(Excerpt to read):
——————————

No insulation from nationalization | The Bell

No insulation from nationalization

Alexandra Prokopenko Alexander Kolyandr

Vladimir Putin has signed a decree seizing another asset from another foreign owner. The latest victim of the Russian authorities was Denmark’s Rockwool, which owns four enterprises producing heat and sound insulation materials. The Bell discovered the assets were handed to the management of a division of state defense corporation Rostec.

  • Under Putin’s decree, Rockwool’s factories were handed to the temporary management of “Development of Construction Assets”, a company only registered in the fall. Its founders and management have not been disclosed but a source close to the Russian government told The Bell that it is backed by a hidden Rostec structure.
  • Another source reported that Rockwool’s retained profits from its Russian factories were more than 30 billion rubles (almost $400 million). Now, apparently, this money is also going to the new owners.
  • Neither Rockwool’s public refusal to quit Russia after the outbreak of war, nor its connections to the Russian military could save the Danish company. Until 2021 Rockwool had been supplying products to the Russian navy for use in submarines. Ukraine’s National Agency for Corruption Prevention responded to the revelation, which came in 2023, by adding Rockwool to its blacklist of international companies sponsoring Russia’s war effort.

——————————

(Record extracts):
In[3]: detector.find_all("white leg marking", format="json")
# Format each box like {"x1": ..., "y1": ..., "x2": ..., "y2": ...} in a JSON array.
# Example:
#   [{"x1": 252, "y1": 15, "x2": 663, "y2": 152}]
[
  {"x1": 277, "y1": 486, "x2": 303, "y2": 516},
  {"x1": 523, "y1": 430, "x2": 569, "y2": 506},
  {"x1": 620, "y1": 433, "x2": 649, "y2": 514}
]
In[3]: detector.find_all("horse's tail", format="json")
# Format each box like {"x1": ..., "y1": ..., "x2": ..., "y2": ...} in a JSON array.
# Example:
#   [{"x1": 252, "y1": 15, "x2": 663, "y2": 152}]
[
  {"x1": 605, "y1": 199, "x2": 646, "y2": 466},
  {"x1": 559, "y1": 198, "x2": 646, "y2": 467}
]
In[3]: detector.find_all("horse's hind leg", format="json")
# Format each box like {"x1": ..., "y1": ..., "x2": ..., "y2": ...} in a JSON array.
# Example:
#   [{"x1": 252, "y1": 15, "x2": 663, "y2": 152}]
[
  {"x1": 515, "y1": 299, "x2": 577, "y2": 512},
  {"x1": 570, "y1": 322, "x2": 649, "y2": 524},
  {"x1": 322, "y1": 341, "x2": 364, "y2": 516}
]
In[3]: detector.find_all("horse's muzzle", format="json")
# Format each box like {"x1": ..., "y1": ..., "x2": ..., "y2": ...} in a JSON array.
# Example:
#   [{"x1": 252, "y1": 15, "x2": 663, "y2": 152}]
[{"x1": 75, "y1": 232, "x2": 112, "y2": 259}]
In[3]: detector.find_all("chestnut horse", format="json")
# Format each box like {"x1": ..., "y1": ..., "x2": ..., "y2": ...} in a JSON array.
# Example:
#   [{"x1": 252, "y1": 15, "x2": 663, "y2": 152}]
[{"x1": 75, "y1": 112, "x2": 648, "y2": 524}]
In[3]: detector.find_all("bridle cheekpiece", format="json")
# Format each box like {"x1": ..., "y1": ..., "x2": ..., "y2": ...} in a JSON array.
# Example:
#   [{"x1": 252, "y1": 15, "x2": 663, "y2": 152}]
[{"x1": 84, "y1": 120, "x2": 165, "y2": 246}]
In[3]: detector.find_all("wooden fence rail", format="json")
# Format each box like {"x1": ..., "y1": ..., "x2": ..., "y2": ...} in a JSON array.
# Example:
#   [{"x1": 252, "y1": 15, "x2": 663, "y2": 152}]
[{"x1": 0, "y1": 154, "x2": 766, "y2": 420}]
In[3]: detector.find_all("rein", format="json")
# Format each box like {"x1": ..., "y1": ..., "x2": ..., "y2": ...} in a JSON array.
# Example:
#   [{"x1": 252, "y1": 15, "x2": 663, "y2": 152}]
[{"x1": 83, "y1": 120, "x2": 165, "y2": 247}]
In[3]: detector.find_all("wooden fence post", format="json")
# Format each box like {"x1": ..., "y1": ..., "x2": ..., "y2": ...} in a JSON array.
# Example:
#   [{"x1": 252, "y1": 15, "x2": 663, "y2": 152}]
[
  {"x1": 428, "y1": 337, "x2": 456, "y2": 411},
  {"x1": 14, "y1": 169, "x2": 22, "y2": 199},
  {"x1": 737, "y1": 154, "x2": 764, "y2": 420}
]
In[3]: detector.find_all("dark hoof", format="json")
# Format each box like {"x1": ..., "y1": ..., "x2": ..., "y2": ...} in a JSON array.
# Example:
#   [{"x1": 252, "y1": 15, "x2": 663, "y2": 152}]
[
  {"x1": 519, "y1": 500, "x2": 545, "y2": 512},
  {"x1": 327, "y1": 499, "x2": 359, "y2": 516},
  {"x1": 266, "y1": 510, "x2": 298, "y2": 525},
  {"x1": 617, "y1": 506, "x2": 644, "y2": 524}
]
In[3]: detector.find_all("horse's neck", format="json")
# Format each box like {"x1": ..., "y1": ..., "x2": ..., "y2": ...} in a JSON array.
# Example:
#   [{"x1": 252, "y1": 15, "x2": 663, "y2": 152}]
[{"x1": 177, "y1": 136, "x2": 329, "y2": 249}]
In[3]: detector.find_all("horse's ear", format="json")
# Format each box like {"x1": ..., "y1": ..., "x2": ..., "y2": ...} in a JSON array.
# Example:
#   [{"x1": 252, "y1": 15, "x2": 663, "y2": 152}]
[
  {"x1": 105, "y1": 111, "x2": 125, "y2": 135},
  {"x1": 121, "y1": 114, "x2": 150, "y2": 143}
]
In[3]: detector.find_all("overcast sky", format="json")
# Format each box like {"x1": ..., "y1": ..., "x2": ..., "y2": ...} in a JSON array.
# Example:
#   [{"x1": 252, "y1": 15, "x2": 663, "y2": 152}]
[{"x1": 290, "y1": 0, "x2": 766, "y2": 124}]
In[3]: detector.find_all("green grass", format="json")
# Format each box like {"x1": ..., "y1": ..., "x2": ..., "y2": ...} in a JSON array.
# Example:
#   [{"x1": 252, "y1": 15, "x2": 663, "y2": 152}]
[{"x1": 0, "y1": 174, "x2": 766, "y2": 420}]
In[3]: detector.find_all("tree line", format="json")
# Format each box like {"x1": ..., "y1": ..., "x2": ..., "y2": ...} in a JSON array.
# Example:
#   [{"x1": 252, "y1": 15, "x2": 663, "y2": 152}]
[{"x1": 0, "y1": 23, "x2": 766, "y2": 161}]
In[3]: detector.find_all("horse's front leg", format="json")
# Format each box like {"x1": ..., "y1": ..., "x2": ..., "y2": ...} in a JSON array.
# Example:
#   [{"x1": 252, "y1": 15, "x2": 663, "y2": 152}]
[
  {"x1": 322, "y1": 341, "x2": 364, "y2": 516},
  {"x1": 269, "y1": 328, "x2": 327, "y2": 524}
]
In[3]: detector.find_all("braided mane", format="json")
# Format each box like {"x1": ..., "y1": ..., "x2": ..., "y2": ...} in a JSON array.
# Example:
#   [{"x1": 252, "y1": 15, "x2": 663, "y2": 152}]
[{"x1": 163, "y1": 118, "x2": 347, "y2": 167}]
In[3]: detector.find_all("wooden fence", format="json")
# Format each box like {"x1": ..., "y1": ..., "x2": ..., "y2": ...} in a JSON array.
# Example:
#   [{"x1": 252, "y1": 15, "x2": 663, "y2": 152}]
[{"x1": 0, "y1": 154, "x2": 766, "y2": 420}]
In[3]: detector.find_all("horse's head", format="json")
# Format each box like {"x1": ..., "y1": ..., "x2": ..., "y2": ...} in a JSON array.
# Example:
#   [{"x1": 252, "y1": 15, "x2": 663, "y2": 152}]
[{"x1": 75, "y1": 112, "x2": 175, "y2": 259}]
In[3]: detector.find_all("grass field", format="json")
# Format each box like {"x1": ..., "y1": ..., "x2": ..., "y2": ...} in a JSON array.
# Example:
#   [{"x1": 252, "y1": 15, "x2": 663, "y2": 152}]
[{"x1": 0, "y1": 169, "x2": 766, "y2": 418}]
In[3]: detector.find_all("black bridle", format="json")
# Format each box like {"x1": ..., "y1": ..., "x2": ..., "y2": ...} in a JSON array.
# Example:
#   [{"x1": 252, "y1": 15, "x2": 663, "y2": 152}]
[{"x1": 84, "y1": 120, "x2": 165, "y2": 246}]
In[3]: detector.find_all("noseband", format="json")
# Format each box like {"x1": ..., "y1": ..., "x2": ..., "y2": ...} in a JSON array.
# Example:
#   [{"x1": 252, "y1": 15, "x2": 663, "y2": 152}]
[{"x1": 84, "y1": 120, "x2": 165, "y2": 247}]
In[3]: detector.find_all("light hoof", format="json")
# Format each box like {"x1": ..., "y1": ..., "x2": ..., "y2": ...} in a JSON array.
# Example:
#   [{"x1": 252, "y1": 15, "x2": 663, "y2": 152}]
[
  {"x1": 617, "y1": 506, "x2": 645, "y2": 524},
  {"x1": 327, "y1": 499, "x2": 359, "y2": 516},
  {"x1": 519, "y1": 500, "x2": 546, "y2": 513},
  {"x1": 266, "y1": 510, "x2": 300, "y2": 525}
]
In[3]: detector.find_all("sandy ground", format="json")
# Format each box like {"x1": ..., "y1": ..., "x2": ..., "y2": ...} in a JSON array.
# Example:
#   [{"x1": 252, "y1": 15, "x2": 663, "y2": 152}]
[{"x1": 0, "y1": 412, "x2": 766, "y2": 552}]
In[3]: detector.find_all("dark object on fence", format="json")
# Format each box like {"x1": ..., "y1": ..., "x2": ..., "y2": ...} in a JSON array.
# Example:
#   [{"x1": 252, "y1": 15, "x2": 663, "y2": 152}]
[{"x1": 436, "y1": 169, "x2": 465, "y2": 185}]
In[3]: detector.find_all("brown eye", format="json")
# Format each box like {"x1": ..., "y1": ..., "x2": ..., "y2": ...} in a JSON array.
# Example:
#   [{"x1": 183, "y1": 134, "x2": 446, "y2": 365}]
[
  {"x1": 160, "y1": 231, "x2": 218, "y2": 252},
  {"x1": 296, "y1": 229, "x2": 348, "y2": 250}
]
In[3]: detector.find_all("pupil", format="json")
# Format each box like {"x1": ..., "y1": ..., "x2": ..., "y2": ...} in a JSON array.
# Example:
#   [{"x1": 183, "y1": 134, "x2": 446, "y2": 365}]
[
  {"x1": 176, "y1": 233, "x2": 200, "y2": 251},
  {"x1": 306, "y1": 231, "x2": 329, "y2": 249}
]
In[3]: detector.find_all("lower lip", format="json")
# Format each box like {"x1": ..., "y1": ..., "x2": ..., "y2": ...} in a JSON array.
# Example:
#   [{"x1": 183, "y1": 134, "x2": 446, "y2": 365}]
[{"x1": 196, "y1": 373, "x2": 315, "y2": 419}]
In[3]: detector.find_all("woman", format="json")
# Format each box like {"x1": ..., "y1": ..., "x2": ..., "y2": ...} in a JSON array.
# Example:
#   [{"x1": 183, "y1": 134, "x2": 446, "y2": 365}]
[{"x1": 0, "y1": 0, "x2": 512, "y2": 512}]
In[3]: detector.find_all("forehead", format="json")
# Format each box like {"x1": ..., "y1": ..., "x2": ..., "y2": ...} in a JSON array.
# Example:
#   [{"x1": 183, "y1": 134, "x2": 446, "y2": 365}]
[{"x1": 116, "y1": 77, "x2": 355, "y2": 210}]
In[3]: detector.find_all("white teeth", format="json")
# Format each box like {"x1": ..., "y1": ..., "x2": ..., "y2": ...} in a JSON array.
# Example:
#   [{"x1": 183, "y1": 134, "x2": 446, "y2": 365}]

——————————

Transcribe the passage of the article above on the seizure of Rockwool's Russian factories, starting with the words containing "Alexandra Prokopenko Alexander" and ending with "hidden Rostec structure.".

(Final result):
Alexandra Prokopenko Alexander Kolyandr

Vladimir Putin has signed a decree seizing another asset from another foreign owner. The latest victim of the Russian authorities was Denmark’s Rockwool, which owns four enterprises producing heat and sound insulation materials. The Bell discovered the assets were handed to the management of a division of state defense corporation Rostec.

  • Under Putin’s decree, Rockwool’s factories were handed to the temporary management of “Development of Construction Assets”, a company only registered in the fall. Its founders and management have not been disclosed but a source close to the Russian government told The Bell that it is backed by a hidden Rostec structure.